[DATA FOR THIS EXERCISE Boundary: Start]
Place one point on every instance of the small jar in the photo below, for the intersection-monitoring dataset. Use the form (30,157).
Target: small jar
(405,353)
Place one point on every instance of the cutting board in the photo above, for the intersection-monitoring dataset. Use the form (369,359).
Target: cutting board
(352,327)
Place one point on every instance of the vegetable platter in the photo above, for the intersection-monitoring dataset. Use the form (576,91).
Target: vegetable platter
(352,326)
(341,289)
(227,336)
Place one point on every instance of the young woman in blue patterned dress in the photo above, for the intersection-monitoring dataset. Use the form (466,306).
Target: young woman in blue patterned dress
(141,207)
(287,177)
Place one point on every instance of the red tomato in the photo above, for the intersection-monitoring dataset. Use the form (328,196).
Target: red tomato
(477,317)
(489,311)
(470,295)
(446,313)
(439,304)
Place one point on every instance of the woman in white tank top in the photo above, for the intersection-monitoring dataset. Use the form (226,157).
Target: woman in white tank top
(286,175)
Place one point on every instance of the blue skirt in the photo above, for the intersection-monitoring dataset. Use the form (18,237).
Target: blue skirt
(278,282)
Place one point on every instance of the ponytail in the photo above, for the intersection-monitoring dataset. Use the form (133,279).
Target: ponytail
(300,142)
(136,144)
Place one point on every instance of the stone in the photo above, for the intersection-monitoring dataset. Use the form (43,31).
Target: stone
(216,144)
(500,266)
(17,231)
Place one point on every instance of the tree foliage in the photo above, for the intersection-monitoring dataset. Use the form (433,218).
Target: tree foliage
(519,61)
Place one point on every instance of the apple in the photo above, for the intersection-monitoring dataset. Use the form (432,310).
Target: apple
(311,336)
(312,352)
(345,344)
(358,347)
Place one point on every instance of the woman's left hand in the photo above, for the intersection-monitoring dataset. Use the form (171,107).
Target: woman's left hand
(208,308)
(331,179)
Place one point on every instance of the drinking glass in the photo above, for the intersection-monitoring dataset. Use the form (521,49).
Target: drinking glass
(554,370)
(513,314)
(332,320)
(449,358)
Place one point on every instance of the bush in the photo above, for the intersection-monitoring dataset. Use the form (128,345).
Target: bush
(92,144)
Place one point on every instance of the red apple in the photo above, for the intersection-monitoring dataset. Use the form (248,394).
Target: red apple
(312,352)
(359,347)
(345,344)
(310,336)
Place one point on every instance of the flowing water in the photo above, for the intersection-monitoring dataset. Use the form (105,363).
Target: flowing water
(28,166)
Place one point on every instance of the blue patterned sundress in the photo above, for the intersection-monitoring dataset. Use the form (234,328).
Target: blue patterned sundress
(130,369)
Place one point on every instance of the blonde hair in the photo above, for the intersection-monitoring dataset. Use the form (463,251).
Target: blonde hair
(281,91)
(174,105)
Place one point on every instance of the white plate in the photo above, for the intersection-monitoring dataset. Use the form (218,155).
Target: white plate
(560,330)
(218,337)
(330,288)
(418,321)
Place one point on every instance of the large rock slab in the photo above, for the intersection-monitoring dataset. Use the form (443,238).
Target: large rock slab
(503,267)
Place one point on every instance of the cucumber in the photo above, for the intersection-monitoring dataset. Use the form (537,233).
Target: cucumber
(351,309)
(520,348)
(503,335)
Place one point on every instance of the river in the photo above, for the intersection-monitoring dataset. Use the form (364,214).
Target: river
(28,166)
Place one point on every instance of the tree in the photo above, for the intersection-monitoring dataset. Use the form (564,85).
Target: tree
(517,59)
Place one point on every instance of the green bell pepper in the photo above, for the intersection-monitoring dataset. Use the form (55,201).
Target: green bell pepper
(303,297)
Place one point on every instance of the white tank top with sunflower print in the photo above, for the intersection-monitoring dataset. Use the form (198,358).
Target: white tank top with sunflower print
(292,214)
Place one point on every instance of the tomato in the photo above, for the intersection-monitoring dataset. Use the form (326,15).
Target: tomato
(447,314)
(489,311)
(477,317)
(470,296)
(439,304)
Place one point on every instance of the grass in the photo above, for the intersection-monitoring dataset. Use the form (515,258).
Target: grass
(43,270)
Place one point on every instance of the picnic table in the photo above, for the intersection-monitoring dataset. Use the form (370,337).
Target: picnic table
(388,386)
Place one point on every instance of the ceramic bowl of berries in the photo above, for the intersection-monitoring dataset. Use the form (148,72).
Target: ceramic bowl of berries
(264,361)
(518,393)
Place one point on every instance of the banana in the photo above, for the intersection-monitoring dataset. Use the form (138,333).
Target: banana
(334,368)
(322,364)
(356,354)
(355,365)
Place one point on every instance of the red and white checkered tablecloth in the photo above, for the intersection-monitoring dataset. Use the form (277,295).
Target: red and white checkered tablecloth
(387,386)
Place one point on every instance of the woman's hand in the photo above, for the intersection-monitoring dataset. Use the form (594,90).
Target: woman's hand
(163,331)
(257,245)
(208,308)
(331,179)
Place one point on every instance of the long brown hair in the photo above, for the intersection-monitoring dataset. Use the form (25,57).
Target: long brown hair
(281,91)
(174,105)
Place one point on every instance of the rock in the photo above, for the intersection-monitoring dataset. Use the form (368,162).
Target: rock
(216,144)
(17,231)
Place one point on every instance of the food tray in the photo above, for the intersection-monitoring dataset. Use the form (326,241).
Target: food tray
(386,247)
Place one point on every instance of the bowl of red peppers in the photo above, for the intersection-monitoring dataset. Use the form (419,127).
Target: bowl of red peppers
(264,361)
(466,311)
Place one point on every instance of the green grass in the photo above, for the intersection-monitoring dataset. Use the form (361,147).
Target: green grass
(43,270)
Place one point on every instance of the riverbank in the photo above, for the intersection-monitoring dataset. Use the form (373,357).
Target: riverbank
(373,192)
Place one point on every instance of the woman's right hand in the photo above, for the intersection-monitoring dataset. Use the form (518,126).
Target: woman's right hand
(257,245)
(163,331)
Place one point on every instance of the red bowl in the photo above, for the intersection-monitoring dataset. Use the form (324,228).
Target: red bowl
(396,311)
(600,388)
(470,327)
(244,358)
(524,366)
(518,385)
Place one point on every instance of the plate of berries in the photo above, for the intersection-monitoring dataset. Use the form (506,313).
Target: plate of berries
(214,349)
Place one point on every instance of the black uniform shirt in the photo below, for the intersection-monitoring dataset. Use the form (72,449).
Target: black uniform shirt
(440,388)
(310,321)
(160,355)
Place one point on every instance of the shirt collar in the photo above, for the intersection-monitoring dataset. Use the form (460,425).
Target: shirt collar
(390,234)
[DATA FOR THIS EXERCISE Boundary: End]
◆ ACTIVITY ◆
State the count of lines in the data holding the word "below", adding nothing to it.

◆ RESPONSE ◆
2